§ ZADANIE DO WYKONANIA:
Zamień w całym materiale każde „Pins” na „Points”. Przepisz go ponownie, resztę zostaw bez zmian.
--- MATERIAŁ DO WYKORZYSTANIA ---
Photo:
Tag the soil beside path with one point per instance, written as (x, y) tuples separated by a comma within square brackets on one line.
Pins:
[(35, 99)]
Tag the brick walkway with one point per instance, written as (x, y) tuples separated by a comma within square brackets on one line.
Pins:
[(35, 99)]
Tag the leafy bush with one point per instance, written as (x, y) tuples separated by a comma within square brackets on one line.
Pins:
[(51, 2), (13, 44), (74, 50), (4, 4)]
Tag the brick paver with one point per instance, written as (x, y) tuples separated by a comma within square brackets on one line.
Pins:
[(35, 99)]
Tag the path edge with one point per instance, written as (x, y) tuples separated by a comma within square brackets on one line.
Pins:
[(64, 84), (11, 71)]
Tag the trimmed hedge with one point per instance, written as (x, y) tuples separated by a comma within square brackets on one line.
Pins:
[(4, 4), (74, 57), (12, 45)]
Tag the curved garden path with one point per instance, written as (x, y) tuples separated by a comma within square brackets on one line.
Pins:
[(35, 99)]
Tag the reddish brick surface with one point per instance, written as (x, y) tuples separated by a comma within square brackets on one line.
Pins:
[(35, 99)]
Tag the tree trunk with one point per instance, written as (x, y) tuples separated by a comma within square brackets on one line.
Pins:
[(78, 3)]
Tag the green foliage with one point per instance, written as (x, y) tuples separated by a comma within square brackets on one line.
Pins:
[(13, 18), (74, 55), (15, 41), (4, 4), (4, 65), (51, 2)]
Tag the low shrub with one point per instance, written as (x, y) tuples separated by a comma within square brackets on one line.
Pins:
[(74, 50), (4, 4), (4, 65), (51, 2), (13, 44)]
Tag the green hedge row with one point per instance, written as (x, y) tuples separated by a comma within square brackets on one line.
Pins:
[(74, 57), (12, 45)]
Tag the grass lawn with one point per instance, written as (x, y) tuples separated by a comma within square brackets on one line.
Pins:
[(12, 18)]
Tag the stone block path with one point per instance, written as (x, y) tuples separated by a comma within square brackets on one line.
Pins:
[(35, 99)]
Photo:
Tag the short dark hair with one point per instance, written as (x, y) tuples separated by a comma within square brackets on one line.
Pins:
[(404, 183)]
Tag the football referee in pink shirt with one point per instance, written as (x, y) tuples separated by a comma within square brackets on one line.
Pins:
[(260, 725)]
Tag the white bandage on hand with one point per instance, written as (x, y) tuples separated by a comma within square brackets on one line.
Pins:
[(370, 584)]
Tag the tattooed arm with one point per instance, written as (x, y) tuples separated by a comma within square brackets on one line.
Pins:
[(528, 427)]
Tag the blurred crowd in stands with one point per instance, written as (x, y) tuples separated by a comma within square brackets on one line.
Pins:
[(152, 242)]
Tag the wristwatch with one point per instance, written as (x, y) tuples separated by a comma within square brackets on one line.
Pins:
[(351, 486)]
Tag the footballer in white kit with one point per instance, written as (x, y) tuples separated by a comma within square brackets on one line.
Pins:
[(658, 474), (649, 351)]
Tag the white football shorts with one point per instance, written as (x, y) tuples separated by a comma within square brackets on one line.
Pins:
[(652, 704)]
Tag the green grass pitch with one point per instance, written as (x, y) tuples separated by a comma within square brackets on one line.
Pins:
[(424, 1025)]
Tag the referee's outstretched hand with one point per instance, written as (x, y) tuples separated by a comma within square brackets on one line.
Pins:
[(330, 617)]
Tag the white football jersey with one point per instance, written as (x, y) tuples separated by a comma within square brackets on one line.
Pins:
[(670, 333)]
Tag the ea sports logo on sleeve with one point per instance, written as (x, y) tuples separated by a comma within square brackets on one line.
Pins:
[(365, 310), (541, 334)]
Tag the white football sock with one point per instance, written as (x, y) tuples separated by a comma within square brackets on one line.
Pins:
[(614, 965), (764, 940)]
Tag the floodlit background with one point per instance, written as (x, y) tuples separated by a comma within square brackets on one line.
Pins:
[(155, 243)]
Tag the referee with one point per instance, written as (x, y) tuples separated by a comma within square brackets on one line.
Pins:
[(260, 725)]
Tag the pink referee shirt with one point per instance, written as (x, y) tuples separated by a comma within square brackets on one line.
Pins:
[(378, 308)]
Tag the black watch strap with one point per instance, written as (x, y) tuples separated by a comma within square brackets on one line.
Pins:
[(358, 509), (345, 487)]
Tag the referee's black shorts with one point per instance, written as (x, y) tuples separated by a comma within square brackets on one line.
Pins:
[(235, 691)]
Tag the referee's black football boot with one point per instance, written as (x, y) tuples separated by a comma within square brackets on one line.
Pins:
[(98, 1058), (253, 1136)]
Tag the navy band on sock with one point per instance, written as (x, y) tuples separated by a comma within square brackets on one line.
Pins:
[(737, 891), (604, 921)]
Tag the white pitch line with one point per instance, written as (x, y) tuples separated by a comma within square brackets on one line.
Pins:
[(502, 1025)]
---
§ ODPOWIEDŹ DO ĆWICZENIA:
Photo:
Tag the soil beside path with one point per instance, written as (x, y) tuples separated by a comma within square brackets on one line.
Points:
[(35, 99)]
Tag the brick walkway with one point per instance, written as (x, y) tuples separated by a comma within square brackets on one line.
Points:
[(35, 99)]
Tag the leafy bush with one point per instance, written as (x, y) tuples separated by a comma within square brackets on one line.
Points:
[(51, 2), (13, 44), (74, 50), (4, 4)]
Tag the brick paver with one point per instance, written as (x, y) tuples separated by a comma within square brackets on one line.
Points:
[(35, 99)]
Tag the path edge with one point per instance, written as (x, y) tuples separated by a comma within square brackets on one line.
Points:
[(64, 84), (11, 71)]
Tag the trimmed hedge with one point per instance, written as (x, y) tuples separated by a comma within square brackets on one line.
Points:
[(4, 4), (74, 57), (12, 45)]
Tag the curved garden path with one point per instance, written as (x, y) tuples separated by a comma within square brackets on one line.
Points:
[(35, 99)]
Tag the reddish brick surface with one point per instance, written as (x, y) tuples separated by a comma within square brackets on one line.
Points:
[(35, 99)]
Tag the tree trunk with one point per instance, written as (x, y) tuples separated by a comma within square brackets on one line.
Points:
[(78, 3)]
Tag the green foliage with one point per instance, written as (x, y) tuples separated by a comma within square brackets on one line.
Points:
[(13, 18), (74, 55), (15, 41), (4, 4), (4, 65), (51, 2)]
Tag the low shrub with one point per instance, written as (x, y) tuples separated by a comma within square brackets on one line.
Points:
[(74, 50), (4, 4), (4, 65), (51, 2), (13, 44)]
Tag the green hedge row with one point per instance, written as (x, y) tuples separated by a comma within square brackets on one line.
Points:
[(74, 57), (12, 45)]
Tag the grass lawn with one point per instance, written as (x, y) tuples separated by a comma within square brackets on one line.
Points:
[(12, 18)]
Tag the stone block path with one point per instance, written as (x, y) tuples separated by a comma within square brackets on one line.
Points:
[(35, 99)]
Photo:
Tag the short dark hair with one point per instance, written as (x, y) tuples separated by a comma within square brackets on one line.
Points:
[(404, 183)]
Tag the football referee in pink shirt with one point per instance, written as (x, y) tuples separated by a comma within square brackets on one line.
Points:
[(260, 725)]
Tag the white bandage on hand with one point per instance, written as (x, y) tuples separated by a comma within square brackets on one line.
Points:
[(370, 584)]
Tag the tattooed arm with one point per instance, written as (x, y) tuples separated by a comma within square brackets on one line.
Points:
[(528, 427)]
Tag the blurred crowd in stands with one point per instance, written as (x, y) tuples separated by a comma within square brackets on one line.
Points:
[(152, 242)]
Tag the wristwatch with one point per instance, written as (x, y) tuples separated by a comma within square brackets on one line.
Points:
[(351, 486)]
Tag the footballer in white kit with one point per instance, written as (x, y) tuples separated by a comma within square brackets on one line.
Points:
[(658, 474), (649, 351)]
Tag the white football shorts with one point per instance, written as (x, y) tuples separated by a comma within square brackets on one line.
Points:
[(652, 704)]
Tag the green grass pitch with one point per instance, written as (x, y) tuples separated by a comma within square brackets on one line.
Points:
[(424, 1025)]
Tag the referee's outstretched hand with one point per instance, written as (x, y) tuples separated by a comma within square brackets on one line.
Points:
[(330, 617)]
Tag the white football jersey with one point per instance, written as (x, y) tuples separated by a comma within square brackets on one line.
Points:
[(670, 333)]
Tag the ea sports logo on sleeve with one point per instance, written as (x, y) tuples separated by a comma within square brackets on one line.
Points:
[(365, 310), (541, 334)]
Tag the white football sock with one point per instance, written as (x, y) tuples separated by a comma within square brackets on one line.
Points:
[(614, 965), (764, 940)]
Tag the floodlit background with one point per instance, written as (x, y) tuples separated by a comma within square brackets on one line.
Points:
[(155, 243)]
Tag the referee with one point per instance, written as (x, y) tuples separated by a comma within square brackets on one line.
Points:
[(260, 725)]
Tag the pink referee shirt with one point per instance, written as (x, y) tuples separated by a comma within square brackets on one line.
Points:
[(378, 308)]
Tag the black watch strap with one point per instance, written as (x, y) tuples separated by a comma within square brackets on one line.
Points:
[(358, 509), (345, 487)]
Tag the referee's black shorts with one point per instance, written as (x, y) tuples separated by a comma within square brackets on one line.
Points:
[(235, 691)]
Tag the referee's black football boot with one point per instance, written as (x, y) tuples separated by a comma within square brackets on one line.
Points:
[(98, 1058), (253, 1136)]
Tag the navy band on sock with one point per instance, written as (x, y) tuples separated by a comma within square brackets on one line.
Points:
[(737, 891), (604, 921)]
Tag the white pitch line with one point per instance, written as (x, y) tuples separated by a comma within square brackets on one line.
Points:
[(502, 1025)]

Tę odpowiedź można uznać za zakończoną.